Written problem: In the data, take the lines from the one containing "the person leaning" through the one containing "380,27 -> 534,312". Write out only those lines with "trailer" swapped for "wagon" and everything else left as it is.

----- Raw data

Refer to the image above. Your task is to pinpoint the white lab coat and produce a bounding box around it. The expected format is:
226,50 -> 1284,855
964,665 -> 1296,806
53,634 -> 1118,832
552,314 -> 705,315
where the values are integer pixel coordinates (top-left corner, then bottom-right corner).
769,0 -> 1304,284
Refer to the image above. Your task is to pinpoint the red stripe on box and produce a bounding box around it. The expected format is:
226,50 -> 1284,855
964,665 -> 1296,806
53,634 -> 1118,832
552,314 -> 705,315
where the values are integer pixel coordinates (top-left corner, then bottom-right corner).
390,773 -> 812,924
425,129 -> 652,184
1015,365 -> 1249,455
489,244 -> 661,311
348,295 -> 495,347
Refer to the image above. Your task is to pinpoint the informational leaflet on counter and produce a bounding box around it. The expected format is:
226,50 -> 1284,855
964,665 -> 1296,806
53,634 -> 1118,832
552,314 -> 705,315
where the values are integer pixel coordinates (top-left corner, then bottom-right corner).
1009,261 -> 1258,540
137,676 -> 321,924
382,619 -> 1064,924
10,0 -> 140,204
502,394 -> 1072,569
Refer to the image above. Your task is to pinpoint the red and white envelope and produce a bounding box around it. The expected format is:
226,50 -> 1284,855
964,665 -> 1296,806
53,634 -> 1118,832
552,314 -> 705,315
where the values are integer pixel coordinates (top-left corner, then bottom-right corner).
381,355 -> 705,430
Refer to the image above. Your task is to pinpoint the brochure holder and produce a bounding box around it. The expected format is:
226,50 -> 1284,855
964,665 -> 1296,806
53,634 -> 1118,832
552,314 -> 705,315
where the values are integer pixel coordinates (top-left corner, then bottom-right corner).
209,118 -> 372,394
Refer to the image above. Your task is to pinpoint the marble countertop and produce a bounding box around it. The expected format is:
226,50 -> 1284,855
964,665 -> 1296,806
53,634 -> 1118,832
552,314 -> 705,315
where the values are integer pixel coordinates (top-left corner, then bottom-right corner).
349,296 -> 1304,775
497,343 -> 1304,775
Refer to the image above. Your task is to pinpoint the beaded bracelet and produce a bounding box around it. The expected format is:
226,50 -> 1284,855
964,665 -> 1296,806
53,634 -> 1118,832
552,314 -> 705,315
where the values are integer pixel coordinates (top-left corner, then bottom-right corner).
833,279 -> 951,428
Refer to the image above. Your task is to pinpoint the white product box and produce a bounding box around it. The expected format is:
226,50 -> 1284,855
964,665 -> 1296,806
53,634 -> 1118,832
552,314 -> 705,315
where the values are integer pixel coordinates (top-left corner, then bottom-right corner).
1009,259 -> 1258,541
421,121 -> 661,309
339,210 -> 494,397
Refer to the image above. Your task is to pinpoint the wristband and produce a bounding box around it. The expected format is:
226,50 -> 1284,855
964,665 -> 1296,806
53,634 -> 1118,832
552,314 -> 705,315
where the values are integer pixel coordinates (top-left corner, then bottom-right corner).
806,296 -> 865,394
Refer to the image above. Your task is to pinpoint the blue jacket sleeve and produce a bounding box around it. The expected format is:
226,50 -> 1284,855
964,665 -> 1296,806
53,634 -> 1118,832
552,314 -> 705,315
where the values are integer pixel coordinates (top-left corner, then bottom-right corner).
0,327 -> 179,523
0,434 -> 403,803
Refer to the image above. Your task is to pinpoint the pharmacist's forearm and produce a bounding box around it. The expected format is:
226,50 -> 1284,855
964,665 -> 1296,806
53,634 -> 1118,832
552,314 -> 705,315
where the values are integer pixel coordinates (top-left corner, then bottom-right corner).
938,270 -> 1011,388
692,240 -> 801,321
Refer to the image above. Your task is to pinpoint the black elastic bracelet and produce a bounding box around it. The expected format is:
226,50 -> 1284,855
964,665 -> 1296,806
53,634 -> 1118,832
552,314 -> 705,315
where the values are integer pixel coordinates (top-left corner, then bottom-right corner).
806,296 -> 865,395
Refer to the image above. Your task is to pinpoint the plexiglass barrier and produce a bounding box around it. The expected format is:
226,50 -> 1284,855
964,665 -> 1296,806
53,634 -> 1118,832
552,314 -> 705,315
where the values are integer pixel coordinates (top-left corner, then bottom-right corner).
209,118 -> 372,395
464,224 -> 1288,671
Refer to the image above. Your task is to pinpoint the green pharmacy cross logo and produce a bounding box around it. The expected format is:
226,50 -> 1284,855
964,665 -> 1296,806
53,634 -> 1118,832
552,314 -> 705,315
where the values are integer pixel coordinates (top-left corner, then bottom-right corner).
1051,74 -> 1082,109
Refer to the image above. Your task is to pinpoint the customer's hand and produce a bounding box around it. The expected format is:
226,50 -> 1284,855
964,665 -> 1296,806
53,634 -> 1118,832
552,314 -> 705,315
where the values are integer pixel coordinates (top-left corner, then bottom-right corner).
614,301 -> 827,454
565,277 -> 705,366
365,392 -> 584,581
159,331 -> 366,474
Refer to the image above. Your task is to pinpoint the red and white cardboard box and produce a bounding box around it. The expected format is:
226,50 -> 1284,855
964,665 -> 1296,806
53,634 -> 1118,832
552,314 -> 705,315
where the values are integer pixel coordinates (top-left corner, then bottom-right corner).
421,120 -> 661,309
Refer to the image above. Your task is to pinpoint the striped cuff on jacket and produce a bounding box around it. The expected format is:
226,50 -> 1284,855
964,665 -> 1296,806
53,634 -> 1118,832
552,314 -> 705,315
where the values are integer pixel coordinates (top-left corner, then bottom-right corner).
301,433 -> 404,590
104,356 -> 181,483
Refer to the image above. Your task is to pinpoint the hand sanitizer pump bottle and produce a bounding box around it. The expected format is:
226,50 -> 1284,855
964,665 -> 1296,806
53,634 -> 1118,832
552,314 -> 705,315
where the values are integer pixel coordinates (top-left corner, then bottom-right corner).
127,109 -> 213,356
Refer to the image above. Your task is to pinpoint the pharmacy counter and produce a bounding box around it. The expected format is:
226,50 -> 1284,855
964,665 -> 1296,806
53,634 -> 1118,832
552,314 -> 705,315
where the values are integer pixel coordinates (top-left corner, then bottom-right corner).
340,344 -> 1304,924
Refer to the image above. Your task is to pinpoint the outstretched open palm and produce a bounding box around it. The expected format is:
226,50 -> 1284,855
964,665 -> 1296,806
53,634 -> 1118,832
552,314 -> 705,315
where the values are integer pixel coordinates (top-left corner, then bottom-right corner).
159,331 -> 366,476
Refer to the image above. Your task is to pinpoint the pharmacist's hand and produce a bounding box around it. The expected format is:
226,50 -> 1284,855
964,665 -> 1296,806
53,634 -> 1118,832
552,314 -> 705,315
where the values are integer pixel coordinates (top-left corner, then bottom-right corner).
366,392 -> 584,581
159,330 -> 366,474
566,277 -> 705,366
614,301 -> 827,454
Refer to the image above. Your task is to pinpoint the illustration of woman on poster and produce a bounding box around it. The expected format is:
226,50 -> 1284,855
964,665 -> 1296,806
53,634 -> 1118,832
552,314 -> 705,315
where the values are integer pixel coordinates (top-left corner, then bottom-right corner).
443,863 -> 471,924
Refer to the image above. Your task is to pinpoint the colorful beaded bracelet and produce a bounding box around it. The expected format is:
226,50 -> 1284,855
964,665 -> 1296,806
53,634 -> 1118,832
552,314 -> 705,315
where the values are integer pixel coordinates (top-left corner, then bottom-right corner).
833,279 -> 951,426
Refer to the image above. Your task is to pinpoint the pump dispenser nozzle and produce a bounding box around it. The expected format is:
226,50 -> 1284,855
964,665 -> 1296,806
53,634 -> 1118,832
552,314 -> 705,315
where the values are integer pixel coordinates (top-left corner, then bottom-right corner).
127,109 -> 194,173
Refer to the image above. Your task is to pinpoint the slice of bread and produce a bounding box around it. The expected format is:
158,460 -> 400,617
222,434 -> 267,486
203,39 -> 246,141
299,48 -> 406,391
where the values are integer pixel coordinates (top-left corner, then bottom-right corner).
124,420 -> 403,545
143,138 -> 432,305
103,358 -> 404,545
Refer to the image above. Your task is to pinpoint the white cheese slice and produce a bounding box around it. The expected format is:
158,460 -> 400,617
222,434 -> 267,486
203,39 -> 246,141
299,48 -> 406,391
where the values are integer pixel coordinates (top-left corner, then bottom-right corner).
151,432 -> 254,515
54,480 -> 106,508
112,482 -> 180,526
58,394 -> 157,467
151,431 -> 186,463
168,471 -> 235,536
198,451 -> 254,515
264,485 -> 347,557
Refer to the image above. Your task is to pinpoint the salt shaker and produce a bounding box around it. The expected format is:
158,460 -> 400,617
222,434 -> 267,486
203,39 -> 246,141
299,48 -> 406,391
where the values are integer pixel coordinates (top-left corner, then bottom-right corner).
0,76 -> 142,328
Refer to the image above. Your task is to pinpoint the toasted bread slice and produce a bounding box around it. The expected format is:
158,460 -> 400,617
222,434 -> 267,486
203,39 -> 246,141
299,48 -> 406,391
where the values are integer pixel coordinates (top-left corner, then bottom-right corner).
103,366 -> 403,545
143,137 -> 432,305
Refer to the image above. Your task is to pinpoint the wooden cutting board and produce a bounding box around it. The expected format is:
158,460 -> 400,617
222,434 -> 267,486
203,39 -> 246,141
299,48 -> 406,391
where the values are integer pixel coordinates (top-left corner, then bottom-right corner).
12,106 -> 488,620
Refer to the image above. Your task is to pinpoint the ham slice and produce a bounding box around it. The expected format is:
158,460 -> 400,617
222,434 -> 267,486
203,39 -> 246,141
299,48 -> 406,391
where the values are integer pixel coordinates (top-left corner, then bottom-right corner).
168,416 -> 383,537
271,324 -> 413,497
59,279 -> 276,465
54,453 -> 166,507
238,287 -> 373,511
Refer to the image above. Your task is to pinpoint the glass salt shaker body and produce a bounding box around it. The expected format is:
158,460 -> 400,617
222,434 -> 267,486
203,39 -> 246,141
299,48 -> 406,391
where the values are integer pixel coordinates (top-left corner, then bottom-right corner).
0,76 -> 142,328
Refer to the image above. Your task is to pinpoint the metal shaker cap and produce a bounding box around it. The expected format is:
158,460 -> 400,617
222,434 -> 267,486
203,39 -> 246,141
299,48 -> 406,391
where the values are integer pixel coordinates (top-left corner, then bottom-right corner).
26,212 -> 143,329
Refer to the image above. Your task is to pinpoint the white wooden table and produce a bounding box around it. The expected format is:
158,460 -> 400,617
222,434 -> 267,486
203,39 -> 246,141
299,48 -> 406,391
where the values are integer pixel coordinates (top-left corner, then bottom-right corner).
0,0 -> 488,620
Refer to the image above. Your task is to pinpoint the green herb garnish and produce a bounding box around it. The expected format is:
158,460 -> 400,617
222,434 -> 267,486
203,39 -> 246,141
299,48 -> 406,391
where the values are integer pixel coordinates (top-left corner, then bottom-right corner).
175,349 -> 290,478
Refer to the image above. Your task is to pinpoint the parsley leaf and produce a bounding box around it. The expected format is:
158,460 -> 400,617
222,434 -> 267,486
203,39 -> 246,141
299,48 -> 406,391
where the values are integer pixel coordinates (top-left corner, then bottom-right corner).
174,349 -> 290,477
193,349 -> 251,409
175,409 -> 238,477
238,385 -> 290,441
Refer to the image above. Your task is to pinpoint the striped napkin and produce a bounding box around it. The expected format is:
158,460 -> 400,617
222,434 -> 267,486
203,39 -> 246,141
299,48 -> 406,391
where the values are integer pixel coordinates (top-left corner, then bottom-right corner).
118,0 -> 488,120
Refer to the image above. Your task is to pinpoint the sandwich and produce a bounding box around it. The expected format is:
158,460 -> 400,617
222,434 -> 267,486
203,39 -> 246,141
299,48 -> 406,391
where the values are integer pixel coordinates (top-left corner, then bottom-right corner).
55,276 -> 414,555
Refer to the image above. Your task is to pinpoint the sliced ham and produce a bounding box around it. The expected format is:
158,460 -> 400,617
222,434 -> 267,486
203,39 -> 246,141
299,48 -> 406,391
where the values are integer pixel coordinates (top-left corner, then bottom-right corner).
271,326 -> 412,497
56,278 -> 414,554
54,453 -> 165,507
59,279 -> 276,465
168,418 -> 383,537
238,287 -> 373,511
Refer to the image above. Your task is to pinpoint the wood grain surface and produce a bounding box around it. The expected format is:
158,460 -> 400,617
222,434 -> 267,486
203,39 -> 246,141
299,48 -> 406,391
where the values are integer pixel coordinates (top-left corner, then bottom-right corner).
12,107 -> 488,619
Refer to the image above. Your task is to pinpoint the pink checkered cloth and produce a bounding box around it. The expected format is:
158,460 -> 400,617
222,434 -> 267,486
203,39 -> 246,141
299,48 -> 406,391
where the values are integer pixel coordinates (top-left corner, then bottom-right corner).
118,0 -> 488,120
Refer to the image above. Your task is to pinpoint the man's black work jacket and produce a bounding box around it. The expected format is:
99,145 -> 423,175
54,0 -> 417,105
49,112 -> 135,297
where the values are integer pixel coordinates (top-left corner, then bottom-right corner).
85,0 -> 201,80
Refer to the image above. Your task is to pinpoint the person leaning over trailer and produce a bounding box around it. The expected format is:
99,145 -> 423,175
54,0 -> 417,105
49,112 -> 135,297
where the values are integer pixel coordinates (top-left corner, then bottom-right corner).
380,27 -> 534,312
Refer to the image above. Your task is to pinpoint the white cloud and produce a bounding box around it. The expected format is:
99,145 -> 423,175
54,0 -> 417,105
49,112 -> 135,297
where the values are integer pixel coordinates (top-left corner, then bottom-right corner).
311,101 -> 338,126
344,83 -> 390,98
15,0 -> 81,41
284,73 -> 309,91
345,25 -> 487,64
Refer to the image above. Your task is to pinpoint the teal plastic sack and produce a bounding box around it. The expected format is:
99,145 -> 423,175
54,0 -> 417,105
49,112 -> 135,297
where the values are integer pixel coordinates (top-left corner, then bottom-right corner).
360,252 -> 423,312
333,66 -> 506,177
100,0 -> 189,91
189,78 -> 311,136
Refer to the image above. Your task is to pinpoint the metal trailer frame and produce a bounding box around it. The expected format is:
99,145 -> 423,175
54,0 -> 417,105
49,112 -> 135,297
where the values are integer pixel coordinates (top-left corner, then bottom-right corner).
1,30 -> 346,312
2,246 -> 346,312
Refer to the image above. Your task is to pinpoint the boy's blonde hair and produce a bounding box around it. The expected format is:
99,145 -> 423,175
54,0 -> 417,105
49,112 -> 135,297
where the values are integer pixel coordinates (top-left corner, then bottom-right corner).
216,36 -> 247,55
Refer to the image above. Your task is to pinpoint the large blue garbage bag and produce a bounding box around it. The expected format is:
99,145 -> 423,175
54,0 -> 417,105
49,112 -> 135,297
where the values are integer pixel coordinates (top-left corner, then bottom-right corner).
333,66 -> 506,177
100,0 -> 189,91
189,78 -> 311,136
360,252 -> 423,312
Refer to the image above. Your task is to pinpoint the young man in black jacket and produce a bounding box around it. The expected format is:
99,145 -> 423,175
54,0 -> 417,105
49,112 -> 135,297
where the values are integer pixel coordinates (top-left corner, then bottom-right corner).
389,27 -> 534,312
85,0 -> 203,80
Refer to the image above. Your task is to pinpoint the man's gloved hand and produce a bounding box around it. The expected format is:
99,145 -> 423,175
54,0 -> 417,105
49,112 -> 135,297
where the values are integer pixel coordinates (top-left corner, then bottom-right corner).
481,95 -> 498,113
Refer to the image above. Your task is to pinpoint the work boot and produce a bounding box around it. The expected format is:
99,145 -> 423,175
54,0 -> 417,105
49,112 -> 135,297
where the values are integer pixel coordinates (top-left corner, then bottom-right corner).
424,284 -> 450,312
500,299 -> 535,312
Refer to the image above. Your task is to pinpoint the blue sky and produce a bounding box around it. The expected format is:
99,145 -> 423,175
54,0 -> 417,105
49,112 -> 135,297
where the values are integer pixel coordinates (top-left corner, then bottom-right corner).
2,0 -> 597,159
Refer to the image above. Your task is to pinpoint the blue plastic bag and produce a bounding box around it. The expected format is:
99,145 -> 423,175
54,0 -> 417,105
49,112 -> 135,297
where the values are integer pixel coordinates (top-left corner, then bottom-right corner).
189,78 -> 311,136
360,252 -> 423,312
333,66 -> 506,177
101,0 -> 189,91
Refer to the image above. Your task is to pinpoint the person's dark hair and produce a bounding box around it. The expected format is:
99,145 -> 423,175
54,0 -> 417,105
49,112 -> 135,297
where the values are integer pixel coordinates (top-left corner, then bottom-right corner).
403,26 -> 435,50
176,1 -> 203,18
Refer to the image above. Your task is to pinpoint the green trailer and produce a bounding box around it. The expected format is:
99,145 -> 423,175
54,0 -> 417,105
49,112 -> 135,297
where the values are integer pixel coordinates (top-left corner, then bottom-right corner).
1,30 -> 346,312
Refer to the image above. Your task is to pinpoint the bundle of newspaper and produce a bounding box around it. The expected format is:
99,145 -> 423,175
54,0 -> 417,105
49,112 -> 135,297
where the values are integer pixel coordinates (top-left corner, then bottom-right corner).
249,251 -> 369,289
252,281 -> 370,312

----------

Problem solution:
Refer to the image above. Your task is to pinpoint the person leaning over wagon and produce a bounding box around it. The expected format is:
99,145 -> 423,175
54,0 -> 417,105
49,112 -> 135,297
where the values are integer pixel coordinates (top-left corner, then bottom-right corner).
380,27 -> 534,312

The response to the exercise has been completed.